START

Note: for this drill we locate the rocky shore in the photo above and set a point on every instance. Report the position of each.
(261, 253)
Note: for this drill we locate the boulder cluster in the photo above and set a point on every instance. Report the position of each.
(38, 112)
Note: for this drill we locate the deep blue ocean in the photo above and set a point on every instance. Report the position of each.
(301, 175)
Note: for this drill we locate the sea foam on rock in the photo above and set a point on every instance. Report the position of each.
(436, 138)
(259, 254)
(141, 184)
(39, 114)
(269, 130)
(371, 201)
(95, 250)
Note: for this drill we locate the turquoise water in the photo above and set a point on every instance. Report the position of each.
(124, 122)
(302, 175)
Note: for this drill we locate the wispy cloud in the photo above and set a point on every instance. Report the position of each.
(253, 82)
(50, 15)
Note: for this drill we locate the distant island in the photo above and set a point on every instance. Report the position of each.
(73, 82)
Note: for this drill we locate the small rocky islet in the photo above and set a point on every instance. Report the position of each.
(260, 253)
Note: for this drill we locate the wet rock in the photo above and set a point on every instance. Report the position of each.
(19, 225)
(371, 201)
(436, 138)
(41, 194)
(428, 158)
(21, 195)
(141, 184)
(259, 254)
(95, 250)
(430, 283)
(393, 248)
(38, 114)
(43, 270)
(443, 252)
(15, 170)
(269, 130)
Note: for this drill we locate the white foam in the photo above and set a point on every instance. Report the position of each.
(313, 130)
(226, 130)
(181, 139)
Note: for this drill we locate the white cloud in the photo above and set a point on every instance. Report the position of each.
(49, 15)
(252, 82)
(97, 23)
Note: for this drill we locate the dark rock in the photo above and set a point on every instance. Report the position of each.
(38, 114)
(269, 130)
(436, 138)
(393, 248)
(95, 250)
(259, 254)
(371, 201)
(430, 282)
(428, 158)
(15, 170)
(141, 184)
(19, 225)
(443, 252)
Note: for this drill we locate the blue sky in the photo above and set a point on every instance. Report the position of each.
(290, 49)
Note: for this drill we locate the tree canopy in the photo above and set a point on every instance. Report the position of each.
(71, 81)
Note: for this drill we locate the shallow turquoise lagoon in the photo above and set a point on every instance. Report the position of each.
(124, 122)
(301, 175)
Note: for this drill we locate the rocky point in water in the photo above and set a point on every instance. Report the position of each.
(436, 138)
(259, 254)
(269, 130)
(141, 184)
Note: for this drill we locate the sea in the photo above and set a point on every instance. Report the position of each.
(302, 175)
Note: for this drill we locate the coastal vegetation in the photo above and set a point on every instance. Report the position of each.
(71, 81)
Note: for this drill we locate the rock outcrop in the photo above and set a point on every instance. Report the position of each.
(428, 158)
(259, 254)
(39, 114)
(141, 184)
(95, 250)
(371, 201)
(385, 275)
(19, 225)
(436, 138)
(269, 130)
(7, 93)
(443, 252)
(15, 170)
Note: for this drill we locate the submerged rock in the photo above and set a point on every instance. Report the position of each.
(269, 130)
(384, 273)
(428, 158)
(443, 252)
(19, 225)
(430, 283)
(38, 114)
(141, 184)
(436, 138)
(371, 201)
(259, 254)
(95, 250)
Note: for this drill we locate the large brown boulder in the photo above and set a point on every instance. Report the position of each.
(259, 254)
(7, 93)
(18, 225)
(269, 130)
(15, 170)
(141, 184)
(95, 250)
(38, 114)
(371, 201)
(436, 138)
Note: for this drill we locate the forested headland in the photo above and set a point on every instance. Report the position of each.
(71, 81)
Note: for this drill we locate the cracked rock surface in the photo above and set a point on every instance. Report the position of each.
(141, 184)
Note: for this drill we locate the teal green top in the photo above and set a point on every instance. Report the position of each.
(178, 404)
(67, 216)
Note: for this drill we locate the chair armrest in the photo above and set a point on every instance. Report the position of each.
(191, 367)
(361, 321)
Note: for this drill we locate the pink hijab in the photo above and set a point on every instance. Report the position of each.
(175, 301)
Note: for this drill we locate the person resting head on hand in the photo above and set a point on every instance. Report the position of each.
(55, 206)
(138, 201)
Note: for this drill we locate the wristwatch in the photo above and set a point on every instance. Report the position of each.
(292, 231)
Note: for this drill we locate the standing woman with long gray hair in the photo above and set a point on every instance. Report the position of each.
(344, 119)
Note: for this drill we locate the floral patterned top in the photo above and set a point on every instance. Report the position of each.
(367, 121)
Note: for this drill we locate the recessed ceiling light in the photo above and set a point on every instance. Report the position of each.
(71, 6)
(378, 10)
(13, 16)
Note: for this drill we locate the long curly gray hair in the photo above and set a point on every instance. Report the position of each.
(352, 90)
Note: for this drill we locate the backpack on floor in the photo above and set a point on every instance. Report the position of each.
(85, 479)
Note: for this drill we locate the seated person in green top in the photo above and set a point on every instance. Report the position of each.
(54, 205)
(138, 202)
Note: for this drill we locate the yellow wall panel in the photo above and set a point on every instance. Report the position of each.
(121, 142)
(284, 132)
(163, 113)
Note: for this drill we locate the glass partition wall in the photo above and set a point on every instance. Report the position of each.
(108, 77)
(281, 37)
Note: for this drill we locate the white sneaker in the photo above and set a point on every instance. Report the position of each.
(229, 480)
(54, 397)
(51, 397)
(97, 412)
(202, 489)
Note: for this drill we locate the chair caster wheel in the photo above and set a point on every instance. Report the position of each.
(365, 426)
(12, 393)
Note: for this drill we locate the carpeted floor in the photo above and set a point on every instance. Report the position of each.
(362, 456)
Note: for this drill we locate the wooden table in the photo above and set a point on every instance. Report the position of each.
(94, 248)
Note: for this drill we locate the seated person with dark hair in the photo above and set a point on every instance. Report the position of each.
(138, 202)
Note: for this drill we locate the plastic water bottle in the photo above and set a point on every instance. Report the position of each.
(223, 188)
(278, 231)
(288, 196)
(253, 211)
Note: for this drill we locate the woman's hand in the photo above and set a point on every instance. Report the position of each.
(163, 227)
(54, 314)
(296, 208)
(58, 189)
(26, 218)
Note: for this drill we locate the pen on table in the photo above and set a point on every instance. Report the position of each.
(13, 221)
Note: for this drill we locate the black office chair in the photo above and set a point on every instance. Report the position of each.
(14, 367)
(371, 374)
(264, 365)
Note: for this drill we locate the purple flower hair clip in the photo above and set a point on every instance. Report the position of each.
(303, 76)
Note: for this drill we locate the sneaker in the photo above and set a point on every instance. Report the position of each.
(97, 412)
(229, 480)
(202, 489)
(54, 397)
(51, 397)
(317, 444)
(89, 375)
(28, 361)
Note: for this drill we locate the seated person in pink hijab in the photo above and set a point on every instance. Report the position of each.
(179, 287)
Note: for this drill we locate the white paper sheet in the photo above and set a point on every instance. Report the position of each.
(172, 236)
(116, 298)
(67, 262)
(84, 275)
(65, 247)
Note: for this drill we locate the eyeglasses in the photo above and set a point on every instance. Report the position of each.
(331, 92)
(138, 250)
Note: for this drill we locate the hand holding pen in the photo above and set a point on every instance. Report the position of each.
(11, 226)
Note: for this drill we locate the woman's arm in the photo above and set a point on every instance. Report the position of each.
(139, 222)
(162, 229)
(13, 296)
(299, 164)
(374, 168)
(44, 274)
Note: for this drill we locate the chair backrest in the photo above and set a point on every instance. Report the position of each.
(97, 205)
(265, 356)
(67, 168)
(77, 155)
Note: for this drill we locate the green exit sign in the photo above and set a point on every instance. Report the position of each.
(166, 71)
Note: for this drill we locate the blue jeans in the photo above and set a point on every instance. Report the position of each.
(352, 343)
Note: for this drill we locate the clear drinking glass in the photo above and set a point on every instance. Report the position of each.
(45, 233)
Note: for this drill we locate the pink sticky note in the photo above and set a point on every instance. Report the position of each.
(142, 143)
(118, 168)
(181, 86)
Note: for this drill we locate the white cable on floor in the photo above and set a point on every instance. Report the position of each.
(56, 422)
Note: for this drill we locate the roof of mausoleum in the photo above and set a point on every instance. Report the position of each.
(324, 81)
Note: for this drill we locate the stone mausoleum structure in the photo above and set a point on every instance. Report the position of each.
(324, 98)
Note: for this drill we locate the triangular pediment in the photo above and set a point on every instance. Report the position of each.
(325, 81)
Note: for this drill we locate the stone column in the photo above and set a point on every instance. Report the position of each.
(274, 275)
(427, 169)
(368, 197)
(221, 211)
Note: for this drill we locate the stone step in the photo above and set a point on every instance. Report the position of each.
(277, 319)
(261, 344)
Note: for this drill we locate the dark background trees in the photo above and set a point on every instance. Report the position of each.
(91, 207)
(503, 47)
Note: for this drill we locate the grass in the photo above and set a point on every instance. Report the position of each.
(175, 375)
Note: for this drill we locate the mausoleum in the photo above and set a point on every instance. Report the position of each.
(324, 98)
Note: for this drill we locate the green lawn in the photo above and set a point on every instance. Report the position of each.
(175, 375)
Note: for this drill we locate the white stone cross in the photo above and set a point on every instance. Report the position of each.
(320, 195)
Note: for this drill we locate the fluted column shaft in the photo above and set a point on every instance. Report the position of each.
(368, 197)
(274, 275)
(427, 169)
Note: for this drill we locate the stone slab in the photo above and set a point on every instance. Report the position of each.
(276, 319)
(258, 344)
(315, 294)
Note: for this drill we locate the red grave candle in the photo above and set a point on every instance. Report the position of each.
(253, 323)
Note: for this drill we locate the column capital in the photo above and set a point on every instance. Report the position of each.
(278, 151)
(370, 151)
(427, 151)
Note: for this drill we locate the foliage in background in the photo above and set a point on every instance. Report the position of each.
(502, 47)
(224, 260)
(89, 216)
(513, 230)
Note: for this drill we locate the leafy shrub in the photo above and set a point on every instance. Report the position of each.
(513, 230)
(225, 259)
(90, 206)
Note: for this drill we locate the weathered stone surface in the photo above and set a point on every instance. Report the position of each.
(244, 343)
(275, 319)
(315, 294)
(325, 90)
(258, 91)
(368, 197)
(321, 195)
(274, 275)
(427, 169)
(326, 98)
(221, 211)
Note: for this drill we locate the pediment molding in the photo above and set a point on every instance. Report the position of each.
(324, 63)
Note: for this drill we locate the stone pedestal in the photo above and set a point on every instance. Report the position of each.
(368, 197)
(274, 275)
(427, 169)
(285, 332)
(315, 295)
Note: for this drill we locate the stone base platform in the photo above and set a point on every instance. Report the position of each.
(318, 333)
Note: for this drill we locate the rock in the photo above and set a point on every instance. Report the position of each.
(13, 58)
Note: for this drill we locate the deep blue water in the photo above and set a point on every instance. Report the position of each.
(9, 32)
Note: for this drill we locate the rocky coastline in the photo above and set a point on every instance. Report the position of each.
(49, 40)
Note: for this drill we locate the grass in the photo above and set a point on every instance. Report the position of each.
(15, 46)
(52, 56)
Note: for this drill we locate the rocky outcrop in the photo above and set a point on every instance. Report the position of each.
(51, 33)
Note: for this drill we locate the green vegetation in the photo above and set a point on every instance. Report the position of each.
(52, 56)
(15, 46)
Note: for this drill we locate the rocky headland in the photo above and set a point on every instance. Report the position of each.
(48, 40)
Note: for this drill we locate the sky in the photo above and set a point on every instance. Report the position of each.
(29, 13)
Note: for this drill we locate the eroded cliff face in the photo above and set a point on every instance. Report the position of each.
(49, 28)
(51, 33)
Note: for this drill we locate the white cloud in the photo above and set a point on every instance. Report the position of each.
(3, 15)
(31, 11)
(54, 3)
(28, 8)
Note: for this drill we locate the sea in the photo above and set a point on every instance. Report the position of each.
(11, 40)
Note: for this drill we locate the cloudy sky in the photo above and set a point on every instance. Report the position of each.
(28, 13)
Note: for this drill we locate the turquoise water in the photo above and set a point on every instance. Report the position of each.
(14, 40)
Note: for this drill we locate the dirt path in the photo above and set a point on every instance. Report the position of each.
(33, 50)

END

- Written problem:
Starting at the line that contains "Note: for this drill we locate the sky", quote each remaining line of the entries above, unchanged.

- Exercise response:
Note: for this drill we locate the sky in the photo above and set a point on every instance. Report the position of each.
(29, 13)
Note: for this drill we locate the eroded cliff face in the photo above and set a point on every instance. Report the position of each.
(49, 28)
(51, 33)
Note: for this drill we locate the white cloud in the photo above and set a point on every instance. Report the position of each.
(3, 15)
(31, 11)
(54, 3)
(28, 8)
Note: for this drill we locate the sea in the photo above and set a point on every instance. Report the position of each.
(11, 40)
Note: for this drill we locate the cloudy sky in the photo above and set a point on every instance. Report the position of each.
(28, 13)
Note: for this drill we locate the turquoise water in the photo above and set a point on every instance. Report the position of each.
(14, 40)
Note: for this drill we locate the dirt path in the photo above and set a point on every instance. Report the position of each.
(33, 50)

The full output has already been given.